#### The input
^^^^^^^^

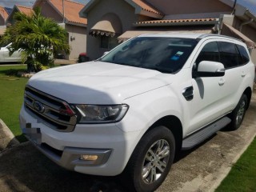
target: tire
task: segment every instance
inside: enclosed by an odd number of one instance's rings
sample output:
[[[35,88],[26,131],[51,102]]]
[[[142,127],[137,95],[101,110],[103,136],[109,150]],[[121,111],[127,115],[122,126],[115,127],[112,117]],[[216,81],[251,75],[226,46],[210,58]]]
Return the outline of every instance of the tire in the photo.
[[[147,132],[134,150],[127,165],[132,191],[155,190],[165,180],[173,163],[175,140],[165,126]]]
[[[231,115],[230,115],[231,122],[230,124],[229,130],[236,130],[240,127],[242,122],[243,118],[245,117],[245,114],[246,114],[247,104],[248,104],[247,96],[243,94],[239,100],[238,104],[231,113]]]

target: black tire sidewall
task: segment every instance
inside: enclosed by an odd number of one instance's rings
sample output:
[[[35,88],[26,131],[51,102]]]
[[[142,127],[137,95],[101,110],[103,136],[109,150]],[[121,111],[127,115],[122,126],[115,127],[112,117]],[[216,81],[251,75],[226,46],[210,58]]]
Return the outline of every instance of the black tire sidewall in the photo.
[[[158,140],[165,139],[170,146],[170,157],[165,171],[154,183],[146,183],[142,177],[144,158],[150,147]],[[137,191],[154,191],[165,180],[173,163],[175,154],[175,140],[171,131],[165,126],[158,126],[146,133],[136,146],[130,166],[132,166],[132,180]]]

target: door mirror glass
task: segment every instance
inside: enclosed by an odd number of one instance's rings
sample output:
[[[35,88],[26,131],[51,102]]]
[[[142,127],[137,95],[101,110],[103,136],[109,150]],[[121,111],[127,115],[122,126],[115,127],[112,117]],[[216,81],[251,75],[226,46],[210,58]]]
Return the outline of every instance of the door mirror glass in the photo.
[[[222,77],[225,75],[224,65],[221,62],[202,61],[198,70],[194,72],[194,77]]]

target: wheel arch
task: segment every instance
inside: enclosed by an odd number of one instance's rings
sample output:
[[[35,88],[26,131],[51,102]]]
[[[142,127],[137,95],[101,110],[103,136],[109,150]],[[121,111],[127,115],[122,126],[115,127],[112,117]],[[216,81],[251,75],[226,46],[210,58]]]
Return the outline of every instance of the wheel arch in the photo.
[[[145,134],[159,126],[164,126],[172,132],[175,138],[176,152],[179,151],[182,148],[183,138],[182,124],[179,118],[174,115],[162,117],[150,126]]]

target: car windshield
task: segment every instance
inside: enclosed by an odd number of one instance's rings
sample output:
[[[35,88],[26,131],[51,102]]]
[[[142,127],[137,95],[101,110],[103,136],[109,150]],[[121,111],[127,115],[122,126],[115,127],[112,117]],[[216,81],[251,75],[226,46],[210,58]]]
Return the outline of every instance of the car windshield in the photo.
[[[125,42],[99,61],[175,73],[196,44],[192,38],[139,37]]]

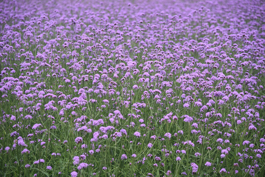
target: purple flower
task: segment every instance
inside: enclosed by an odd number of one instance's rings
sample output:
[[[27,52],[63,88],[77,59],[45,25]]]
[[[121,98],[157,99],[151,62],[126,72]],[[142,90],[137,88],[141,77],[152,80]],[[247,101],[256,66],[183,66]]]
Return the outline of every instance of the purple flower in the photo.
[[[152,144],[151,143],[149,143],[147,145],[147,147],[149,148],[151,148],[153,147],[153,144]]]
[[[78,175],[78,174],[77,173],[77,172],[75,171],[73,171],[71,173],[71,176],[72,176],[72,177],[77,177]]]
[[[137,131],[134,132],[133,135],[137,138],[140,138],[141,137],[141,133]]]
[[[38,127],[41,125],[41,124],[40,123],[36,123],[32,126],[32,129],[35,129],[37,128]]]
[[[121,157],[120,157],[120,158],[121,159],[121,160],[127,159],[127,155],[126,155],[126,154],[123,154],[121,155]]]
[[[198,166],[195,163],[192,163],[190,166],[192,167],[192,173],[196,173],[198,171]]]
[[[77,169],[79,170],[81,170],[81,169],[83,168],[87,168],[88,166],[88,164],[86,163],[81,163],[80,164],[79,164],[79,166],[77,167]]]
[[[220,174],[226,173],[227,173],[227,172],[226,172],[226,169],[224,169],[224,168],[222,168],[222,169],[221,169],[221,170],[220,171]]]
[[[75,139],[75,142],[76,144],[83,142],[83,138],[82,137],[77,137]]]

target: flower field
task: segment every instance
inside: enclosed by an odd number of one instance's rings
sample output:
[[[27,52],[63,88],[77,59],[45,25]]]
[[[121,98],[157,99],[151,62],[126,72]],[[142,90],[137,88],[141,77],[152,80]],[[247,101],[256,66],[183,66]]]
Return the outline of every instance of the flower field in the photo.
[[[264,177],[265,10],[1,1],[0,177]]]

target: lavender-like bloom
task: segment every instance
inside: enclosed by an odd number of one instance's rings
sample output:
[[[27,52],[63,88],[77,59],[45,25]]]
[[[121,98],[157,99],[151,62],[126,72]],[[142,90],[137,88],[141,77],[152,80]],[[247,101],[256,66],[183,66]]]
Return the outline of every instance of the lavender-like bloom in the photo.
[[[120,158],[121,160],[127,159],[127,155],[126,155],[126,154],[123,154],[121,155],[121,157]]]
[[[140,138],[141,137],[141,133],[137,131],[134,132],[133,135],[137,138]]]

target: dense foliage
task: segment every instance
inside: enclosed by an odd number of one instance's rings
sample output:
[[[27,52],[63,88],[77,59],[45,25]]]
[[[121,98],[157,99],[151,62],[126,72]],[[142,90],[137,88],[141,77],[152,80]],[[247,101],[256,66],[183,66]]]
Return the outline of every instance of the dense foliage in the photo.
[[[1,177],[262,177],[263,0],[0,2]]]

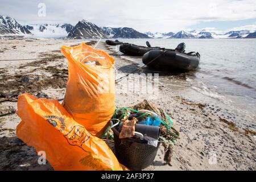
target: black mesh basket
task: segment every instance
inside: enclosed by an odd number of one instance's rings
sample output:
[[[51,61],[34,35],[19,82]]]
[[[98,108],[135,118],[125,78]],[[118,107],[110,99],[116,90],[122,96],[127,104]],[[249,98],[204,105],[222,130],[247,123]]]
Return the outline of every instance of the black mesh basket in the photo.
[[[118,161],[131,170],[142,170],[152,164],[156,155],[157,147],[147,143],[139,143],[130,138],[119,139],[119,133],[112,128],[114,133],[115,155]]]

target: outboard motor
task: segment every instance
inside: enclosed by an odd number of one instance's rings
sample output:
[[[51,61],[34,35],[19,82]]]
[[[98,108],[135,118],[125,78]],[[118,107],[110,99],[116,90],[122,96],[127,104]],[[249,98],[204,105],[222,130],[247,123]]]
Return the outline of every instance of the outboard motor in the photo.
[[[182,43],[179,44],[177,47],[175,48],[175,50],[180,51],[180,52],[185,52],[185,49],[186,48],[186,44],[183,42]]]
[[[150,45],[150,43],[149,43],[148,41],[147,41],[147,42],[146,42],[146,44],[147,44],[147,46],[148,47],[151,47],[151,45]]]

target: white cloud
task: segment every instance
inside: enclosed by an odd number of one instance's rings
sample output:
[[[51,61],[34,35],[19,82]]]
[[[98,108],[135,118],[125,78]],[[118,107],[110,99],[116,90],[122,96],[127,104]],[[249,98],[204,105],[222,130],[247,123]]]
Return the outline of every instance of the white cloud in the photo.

^^^^^^^^

#### Aim
Update all the records by replacing "segment every instance" with "outline each instance" and keeping every other line the same. Leave the pictures out of your answer.

#### Complete response
target: tire
task: outline each instance
inside: enclosed by an odd number of one instance's rings
sample output:
[[[35,88],[26,131],[51,102]]]
[[[142,127],[137,95],[101,110],[103,136],[109,150]],[[121,111],[127,115],[122,126],[115,127],[112,117]],[[216,81],[251,75],[226,46],[210,58]]]
Return the outline of every instance of the tire in the photo.
[[[147,132],[134,150],[127,165],[132,191],[155,190],[165,180],[173,163],[175,140],[165,126]]]
[[[231,115],[230,115],[231,122],[230,124],[229,130],[236,130],[240,127],[242,122],[243,118],[245,117],[245,114],[246,114],[247,104],[248,104],[247,96],[243,94],[239,100],[238,104],[231,113]]]

target: black tire sidewall
task: outline each instance
inside: enclosed by an odd number of one instance's rings
sample output:
[[[35,88],[26,131],[51,102]]]
[[[142,127],[137,95],[101,110],[103,136],[109,150]],[[121,111],[127,115],[122,126],[115,127],[112,117]],[[216,81],[251,75],[226,46],[210,58]]]
Return the outline of every instance of the black tire sidewall in the photo.
[[[158,140],[165,139],[170,146],[170,157],[165,171],[154,183],[146,183],[142,177],[144,158],[150,147]],[[137,191],[154,191],[165,180],[173,163],[175,154],[175,140],[171,131],[165,126],[158,126],[146,133],[136,146],[130,166],[132,166],[132,180]]]

target: door mirror glass
task: outline each instance
inside: enclosed by an odd number of one instance's rings
sample output:
[[[35,88],[26,131],[51,102]]]
[[[142,127],[137,95],[101,110],[103,136],[109,150]],[[121,111],[127,115],[122,126],[115,127],[112,117]],[[216,81],[251,75],[226,46],[210,58]]]
Return the outline of every instance of the door mirror glass in the photo.
[[[222,77],[225,75],[224,65],[221,62],[202,61],[198,70],[194,72],[194,77]]]

target: wheel arch
task: outline each instance
inside: enclosed by an odd number of one instance's rings
sample output:
[[[35,88],[26,131],[51,102]]]
[[[142,127],[137,95],[101,110],[103,136],[109,150]],[[121,111],[127,115],[122,126],[115,127],[112,117]],[[216,81],[251,75],[226,46],[210,58]]]
Return the outline of every instance of the wheel arch in the photo.
[[[145,134],[159,126],[164,126],[172,132],[175,138],[176,152],[179,151],[182,148],[183,138],[182,124],[179,118],[174,115],[162,117],[150,126]]]

target: car windshield
task: outline each instance
inside: enclosed by an odd number of one instance's rings
sample output:
[[[35,88],[26,131],[51,102]]]
[[[142,127],[137,95],[101,110],[103,136],[109,150]],[[121,111],[127,115],[122,126],[115,127],[112,117]],[[216,81],[251,75],[226,46],[210,58]]]
Return the outline of every instance of the car windshield in the photo.
[[[125,42],[99,61],[175,73],[196,44],[192,38],[139,37]]]

target: purple flower
task: outline each instance
inside: enclosed by an odd number of one instance's rings
sample output:
[[[27,52],[63,88],[77,59],[45,25]]]
[[[121,98],[157,99],[151,62],[126,72]],[[142,90],[137,88],[141,77],[152,80]],[[247,101],[256,66],[183,66]]]
Return the outline of every instance of the purple flower in the photo.
[[[152,144],[151,143],[149,143],[147,145],[147,147],[149,148],[151,148],[153,147],[153,144]]]
[[[78,175],[78,174],[77,173],[77,172],[75,171],[73,171],[71,173],[71,176],[72,176],[72,177],[77,177]]]
[[[137,131],[134,132],[133,135],[137,138],[140,138],[141,137],[141,133]]]
[[[38,127],[41,125],[41,124],[40,123],[36,123],[32,126],[32,129],[35,129],[37,128]]]
[[[121,157],[120,157],[120,158],[121,159],[121,160],[127,159],[127,155],[126,155],[126,154],[123,154],[121,155]]]
[[[198,166],[195,163],[192,163],[190,166],[192,167],[192,173],[196,173],[198,171]]]
[[[77,169],[79,170],[81,170],[81,169],[83,168],[87,168],[88,166],[88,164],[86,163],[81,163],[80,164],[79,164],[79,166],[77,167]]]
[[[220,174],[226,173],[227,173],[227,172],[226,172],[226,169],[224,169],[224,168],[222,168],[222,169],[221,169],[221,170],[220,171]]]
[[[75,139],[75,142],[76,144],[83,142],[83,138],[82,137],[77,137]]]

target: flower field
task: outline each instance
inside: enclosed by an odd number of one instance's rings
sample output:
[[[27,52],[63,88],[77,59],[45,25]]]
[[[121,98],[157,99],[151,62],[126,72]],[[142,90],[137,88],[141,77],[152,80]],[[247,101],[256,66],[183,66]]]
Return the outline of every instance of the flower field in the photo.
[[[264,177],[265,10],[1,1],[0,177]]]

target: lavender-like bloom
task: outline each instance
inside: enclosed by an odd number of one instance's rings
sample output:
[[[27,52],[63,88],[77,59],[45,25]]]
[[[121,98],[157,99],[151,62],[126,72]],[[142,90],[137,88],[141,77],[152,80]],[[247,101],[256,66],[183,66]]]
Return the outline of every instance of the lavender-like bloom in the photo.
[[[120,158],[121,160],[127,159],[127,155],[126,155],[126,154],[123,154],[121,155],[121,157]]]
[[[140,138],[141,137],[141,133],[137,131],[134,132],[133,135],[137,138]]]

target: dense foliage
task: outline each instance
inside: enclosed by an odd number of one instance's rings
sample output:
[[[27,52],[63,88],[77,59],[45,25]]]
[[[121,98],[157,99],[151,62],[126,72]],[[142,90],[137,88],[141,77],[152,80]],[[247,101],[256,66],[183,66]]]
Return the outline of every instance of the dense foliage in the photo.
[[[1,177],[262,177],[263,0],[0,2]]]

target: black mesh basket
task: outline each instance
inside: enclosed by an odd number of one instance's rings
sample output:
[[[51,61],[34,35],[19,82]]]
[[[98,108],[135,118],[125,78]],[[118,107],[110,99],[116,90],[122,96],[127,104]],[[249,98],[204,105],[222,130],[247,123]]]
Return the outline of every instance of the black mesh basket in the photo.
[[[118,161],[131,170],[142,170],[152,164],[156,155],[157,147],[147,143],[139,143],[130,138],[119,139],[119,133],[112,128],[114,133],[115,155]]]

target: outboard motor
task: outline each instance
inside: enclosed by an odd number of one instance's rings
sample output:
[[[51,61],[34,35],[19,82]]]
[[[98,108],[135,118],[125,78]],[[118,107],[110,99],[116,90],[122,96],[127,104]],[[249,98],[204,105],[222,130],[247,123]]]
Return the outline of every instance of the outboard motor in the photo.
[[[182,43],[179,44],[177,47],[175,48],[175,50],[180,51],[180,52],[185,52],[185,49],[186,48],[186,44],[183,42]]]
[[[150,45],[150,43],[149,43],[148,41],[147,41],[147,42],[146,42],[146,44],[147,44],[147,46],[148,47],[151,47],[151,45]]]

target: white cloud
task: outline each instance
inside: enclosed by an odd number of one instance's rings
sample output:
[[[51,61],[34,35],[19,82]]]
[[[98,108],[135,118],[125,78]],[[118,107],[110,99],[116,90],[122,96],[127,104]],[[249,98],[204,105],[222,130],[247,123]]]
Return the outline of every instance of the white cloud in the photo.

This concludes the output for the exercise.